Aufgabe:
Nenne jede Zeile des Materials unten, in der das Wort „block“ vorkommt.

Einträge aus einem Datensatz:
..............................

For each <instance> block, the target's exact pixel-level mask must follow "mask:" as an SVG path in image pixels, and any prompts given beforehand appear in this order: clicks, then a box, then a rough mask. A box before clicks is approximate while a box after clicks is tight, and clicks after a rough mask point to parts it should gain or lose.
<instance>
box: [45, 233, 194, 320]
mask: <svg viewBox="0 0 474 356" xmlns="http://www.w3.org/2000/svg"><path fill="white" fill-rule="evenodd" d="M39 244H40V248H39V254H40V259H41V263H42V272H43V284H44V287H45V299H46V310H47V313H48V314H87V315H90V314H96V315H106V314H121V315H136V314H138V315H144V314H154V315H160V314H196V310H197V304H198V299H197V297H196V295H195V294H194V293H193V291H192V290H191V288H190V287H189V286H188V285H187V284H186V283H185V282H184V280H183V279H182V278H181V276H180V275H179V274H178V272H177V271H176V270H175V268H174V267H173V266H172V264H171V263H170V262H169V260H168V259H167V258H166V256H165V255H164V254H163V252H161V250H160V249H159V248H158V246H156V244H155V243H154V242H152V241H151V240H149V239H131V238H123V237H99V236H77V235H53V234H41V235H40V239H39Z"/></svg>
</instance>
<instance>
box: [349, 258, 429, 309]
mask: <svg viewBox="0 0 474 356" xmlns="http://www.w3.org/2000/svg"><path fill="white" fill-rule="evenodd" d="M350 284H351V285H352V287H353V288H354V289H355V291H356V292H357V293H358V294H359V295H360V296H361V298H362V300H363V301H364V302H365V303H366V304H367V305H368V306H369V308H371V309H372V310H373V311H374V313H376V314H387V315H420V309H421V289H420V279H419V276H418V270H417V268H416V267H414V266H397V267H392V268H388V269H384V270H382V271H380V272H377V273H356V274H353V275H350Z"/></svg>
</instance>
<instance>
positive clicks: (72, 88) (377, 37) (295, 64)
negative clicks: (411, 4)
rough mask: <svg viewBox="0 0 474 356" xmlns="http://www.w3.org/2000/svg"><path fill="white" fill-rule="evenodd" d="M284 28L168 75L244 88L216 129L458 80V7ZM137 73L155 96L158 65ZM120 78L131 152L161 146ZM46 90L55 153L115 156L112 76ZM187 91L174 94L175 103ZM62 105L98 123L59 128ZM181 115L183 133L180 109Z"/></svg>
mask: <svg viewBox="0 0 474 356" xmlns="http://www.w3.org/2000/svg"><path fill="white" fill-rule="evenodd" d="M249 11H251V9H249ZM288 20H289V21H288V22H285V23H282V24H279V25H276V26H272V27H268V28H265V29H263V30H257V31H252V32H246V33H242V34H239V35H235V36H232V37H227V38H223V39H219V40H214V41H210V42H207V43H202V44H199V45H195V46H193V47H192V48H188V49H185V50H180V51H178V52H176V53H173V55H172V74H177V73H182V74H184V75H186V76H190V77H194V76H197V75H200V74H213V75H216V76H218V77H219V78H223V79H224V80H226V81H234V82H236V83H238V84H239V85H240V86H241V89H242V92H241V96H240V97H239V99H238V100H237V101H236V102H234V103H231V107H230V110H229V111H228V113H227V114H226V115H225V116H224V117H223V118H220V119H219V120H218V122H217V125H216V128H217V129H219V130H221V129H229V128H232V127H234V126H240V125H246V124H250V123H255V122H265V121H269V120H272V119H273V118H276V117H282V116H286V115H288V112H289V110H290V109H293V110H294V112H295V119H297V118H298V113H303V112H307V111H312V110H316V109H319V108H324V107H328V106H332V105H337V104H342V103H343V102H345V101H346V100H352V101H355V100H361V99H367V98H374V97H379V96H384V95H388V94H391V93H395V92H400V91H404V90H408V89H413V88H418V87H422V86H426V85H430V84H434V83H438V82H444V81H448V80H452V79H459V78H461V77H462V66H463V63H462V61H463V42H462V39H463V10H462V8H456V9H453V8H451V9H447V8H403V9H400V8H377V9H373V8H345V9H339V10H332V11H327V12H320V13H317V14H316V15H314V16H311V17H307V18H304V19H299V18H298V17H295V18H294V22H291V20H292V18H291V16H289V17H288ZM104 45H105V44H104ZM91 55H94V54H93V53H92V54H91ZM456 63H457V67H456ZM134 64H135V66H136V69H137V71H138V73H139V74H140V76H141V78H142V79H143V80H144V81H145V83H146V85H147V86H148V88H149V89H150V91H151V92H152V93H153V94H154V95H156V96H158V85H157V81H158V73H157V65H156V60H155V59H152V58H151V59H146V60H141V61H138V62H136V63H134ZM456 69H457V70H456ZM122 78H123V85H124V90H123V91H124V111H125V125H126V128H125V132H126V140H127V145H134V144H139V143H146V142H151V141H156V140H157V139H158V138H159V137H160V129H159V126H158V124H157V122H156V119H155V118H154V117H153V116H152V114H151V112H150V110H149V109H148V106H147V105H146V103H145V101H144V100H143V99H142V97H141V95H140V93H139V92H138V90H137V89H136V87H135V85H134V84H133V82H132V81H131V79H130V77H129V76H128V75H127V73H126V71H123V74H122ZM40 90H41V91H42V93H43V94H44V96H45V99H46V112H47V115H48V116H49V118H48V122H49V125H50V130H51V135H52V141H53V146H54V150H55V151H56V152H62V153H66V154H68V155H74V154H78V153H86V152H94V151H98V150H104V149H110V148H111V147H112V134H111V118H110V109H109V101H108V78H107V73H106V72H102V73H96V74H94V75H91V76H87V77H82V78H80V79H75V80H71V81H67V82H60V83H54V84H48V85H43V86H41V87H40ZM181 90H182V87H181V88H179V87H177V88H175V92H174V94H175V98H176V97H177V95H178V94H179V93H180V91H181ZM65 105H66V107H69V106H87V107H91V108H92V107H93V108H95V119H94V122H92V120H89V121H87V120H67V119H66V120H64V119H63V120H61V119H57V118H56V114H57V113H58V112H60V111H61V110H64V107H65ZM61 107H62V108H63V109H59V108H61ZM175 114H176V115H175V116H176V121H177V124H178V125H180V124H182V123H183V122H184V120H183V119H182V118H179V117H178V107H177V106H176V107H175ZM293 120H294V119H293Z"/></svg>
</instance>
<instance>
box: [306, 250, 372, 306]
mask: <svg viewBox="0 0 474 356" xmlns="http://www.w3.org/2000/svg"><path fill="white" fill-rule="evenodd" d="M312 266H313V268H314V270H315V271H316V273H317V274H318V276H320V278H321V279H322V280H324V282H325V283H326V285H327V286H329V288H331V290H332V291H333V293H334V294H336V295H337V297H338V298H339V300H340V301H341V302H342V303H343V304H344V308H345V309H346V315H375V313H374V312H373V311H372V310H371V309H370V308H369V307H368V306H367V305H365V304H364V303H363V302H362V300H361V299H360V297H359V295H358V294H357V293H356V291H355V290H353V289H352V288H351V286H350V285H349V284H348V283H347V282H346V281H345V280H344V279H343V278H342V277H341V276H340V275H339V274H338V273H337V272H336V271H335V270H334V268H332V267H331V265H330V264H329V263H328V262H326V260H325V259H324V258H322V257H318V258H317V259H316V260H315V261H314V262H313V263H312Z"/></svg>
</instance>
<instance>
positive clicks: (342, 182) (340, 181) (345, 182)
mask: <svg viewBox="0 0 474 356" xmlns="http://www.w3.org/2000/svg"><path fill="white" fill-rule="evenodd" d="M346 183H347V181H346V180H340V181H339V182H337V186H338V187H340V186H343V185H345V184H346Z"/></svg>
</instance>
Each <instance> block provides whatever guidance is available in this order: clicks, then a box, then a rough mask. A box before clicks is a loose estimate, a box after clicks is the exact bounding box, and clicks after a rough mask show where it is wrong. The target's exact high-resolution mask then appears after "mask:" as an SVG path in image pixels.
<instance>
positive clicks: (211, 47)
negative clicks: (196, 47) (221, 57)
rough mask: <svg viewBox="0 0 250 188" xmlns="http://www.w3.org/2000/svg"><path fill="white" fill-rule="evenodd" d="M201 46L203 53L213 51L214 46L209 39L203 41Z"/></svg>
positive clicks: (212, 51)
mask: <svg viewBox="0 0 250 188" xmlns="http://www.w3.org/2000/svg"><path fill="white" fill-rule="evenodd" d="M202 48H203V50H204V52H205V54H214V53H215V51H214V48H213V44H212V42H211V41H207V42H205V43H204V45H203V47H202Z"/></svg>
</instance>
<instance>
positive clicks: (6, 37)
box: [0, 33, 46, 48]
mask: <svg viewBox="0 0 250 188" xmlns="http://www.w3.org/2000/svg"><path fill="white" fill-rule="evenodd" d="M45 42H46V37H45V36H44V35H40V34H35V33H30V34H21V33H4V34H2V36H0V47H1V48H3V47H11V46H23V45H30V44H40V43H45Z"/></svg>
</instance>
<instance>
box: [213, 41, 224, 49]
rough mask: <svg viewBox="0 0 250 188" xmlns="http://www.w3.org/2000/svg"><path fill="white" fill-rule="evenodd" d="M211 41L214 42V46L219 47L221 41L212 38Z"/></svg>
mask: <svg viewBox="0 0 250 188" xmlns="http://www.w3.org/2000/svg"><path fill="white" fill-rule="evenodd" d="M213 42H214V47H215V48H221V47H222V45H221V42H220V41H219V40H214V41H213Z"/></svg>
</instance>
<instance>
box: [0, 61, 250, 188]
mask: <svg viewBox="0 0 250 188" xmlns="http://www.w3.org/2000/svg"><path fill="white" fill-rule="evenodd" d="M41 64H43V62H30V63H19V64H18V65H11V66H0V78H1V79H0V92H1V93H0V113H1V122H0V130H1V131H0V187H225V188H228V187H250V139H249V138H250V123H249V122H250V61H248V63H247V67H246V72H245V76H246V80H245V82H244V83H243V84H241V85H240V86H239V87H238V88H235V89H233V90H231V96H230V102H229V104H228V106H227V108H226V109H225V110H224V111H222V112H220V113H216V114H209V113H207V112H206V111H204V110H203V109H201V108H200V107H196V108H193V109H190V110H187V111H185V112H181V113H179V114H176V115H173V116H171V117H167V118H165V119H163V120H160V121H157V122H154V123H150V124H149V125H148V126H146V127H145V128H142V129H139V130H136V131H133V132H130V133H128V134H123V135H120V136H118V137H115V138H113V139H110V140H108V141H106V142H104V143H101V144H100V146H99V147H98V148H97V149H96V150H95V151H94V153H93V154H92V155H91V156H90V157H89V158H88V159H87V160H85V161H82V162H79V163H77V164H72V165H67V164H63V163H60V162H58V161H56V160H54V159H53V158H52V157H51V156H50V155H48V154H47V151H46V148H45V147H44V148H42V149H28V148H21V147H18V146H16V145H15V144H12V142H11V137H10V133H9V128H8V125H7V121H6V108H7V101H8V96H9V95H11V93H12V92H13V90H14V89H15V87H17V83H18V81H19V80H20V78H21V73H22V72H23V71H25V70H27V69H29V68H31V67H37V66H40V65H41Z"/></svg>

..............................

Erwartete Antwort:
For each <instance> block, the target's exact pixel-level mask must follow "mask:" as an SVG path in image pixels, and any prompts given beforehand appear in this order: clicks, then a box, then a rough mask. A box before clicks is approximate while a box after clicks is tight, and clicks after a rough mask point to parts it should gain or lose.
Each <instance> block provides whatever guidance is available in this order: clicks, then a box, then a rough mask. A box before clicks is a loose estimate, a box after clicks is the exact bounding box, and clicks after a rough mask show where it is wrong. The target's exact high-resolution mask then appears after "mask:" as an SVG path in image pixels.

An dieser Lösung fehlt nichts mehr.